> **Stated goal**: Revise the records below by replacing "road" with "street" wherever it occurs, leaving everything else unchanged.

------ Task data

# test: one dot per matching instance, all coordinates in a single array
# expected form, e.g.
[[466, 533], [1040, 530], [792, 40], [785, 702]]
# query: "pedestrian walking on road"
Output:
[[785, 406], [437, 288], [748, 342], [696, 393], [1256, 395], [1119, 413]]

------------

> **Result of this exercise**:
# test: one dot per matching instance, all coordinates in a single array
# expected form, e.g.
[[466, 533], [1040, 530], [792, 40], [785, 702]]
# query: "pedestrian walking on street"
Output:
[[785, 406], [437, 288], [748, 342], [696, 393], [1256, 395], [1119, 413]]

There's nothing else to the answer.